Why do I say that? (And Kelly … hopefully, this will help answer the question you posed to me at one time … ) Well first of all, I just know what I’m capable of handling emotionally, and I know that I wouldn’t be able to survive any further disappointment or heartache. Or as my new favorite quote from Pam says:
It got to the point where the potential for more heartbreak was more overwhelming than the glimmer of very small hope.
The second reason I feel as if I have little strength is because I have little confidence that things will come relatively straightforward and simple to us.
Not that I expect adoption to be an easy path. If we did decide to adopt, I have this very strong suspicion that we’d have so many more walls to climb. Give me a chance to explain … and I’d absolutely love to hear what others have to say to contribute to this discussion.
Let’s start off with Domestic Adoption:
- Hubby & I both Asian American; Filipino American, to be specific.
- How often do you suppose any Potential Birth Moms (PBM) would look at our dossier and — just by looks alone — think that we’d make great parents when their child will (most likely) not look at all similar to the adoptive couple that they’d hope to raise their child?
- Or that the PBM might worry that their child would face more barriers having Asian American parents?
- How often are Asian American babies given up for adoption; especially if the PBM is also Asian or Asian American? Culture dictates that family is important. If the child is not wanted in the immediate family; chances are that there is another family member (aunt, cousin, third uncle twice removed) that is willing to raise the child. Unfortunately, that’s a situation that’s likely never going to happen to us.
Moving onto International Adoption:
- There are stricter laws and regulations from various countries in effect.
- Some specific countries, like Russia and Guatemala, have either suspended or have placed holds on any adoptions to the US.
- Wait time. Even for Filipino adoptions there are certain stipulations on how and when a child can be adopted; when the child can come back to the US with the adopted parents. And quite frankly, I don’t think I can afford the three-year wait in order to adopt a child from my native country.
And finally other, all-encompassing barriers:
- Age: Let’s face it. Hubby & I are currently pushing 40. And yes, I know that there are couples out there that are raising babies that are much older than us. But there was a reason why Hubby & I started trying to conceive within a year of marriage: I had always seen me as a younger mother; one that wanted to finish having babies before the age of 30. There was a specific reason behind that: my mother and I are exactly 3o years apart in age (sorry Mom!). Growing up (particularly in high school), not only did I deal with a cultural barrier, but I also dealt with a huge generational gap. Both my parents were pre-baby boomer, while I was most definitely a Gen-Xer. Even though after I turned 30, I knew that this was something beyond my control, adopting now — especially as the rules and regs of adoption have gotten more strict — well, it no longer seems prudent for both Hubby & my sake.

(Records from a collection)
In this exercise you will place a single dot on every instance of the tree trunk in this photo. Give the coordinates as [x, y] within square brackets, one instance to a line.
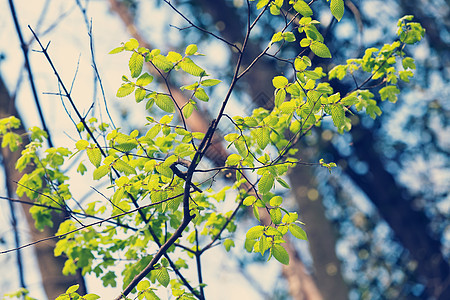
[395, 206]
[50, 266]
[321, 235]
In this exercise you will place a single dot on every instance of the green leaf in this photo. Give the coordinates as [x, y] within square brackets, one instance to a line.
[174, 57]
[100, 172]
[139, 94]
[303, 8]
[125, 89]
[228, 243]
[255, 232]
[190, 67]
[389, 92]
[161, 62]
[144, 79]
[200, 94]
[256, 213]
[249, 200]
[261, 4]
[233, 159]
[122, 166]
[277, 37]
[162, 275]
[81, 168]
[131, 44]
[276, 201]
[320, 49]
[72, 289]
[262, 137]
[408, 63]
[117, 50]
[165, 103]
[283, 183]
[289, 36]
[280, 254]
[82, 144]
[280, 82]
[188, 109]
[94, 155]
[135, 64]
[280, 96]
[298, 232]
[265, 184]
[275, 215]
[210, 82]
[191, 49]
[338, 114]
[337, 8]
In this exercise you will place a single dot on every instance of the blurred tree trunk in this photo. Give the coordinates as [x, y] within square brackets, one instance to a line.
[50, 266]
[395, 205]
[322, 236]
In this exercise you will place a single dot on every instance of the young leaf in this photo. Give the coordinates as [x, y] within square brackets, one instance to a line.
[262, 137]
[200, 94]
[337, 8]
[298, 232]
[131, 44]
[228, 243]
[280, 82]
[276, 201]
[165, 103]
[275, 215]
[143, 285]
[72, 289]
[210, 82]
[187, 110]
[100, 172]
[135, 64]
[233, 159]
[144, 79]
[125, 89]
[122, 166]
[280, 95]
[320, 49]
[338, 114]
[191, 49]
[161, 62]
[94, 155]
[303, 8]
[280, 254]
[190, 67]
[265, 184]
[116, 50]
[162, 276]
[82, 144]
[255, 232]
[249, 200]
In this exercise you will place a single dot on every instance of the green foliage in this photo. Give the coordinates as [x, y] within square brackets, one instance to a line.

• **Work instructions**:
(1) In the post on adoption barriers, do these statements agree with the text? (a) The writer and her husband are both Filipino American. (b) Russia and Guatemala have opened new adoption programs to the US. (c) The writer had hoped to finish having babies before age 30. Answer yes or no for each and quote the deciding words.
(2) Take the post on adoption barriers further, starting after its final sentence.
The records are separate material and are not part of the post on adoption.

• **Expected answers**:
(1)
(a) Yes: "Hubby & I both Asian American; Filipino American, to be specific."
(b) No: "Some specific countries, like Russia and Guatemala, have either suspended or have placed holds on any adoptions to the US."
(c) Yes: "one that wanted to finish having babies before the age of 30."

(2)
- Energy: Along with age, this is the second biggest concern that I have. And, if I was honest with myself, the flimsiest barrier of all. Because, really this has to do with energy and stamina. It’s one thing to raise a child with the thought in mind that you’ll be young enough to (somewhat) keep up with their needs. It’s quite another thing knowing that I can no longer wake myself up in the morning without hitting the snooze button a dozen times. Would I be able to care for another life if I can barely care for my own? Like I said, flimsy … but I’m just being honest.
I don’t bring up these points to be negative in any way, shape or form. I’m simply stating facts that appear to be the most obvious barriers for our individual case when it comes to adopting a child. And that’s assuming that we would ever go down that route. And, as I said above, I’d love to hear your thoughts on what I perceive as barriers.
As it is, I feel that we’ve already played our game of Infertility Roulette. We’ve already placed all the bets we wanted to at this time in our lives. And we lost that bet. With adoption (or h*ll, even if we ever decided to go through IVF again), I want something I can be sure of … something I can count on.
I hesitate using the word “guarantee” … since nothing in life is ever guaranteed, but after more than ten years of fighting the odds and now facing even greater odds against us (age, finances, etc), Hubby & I opted to get out of the betting pool.
And this is why, at least in my eyes, it’s never as simple to “just adopt.” It’s never easy to go through another round of IVF.
This is why Hubby & I have decided to “cut our loss” … or in this case, “cut the strings” … and live child-free after infertility.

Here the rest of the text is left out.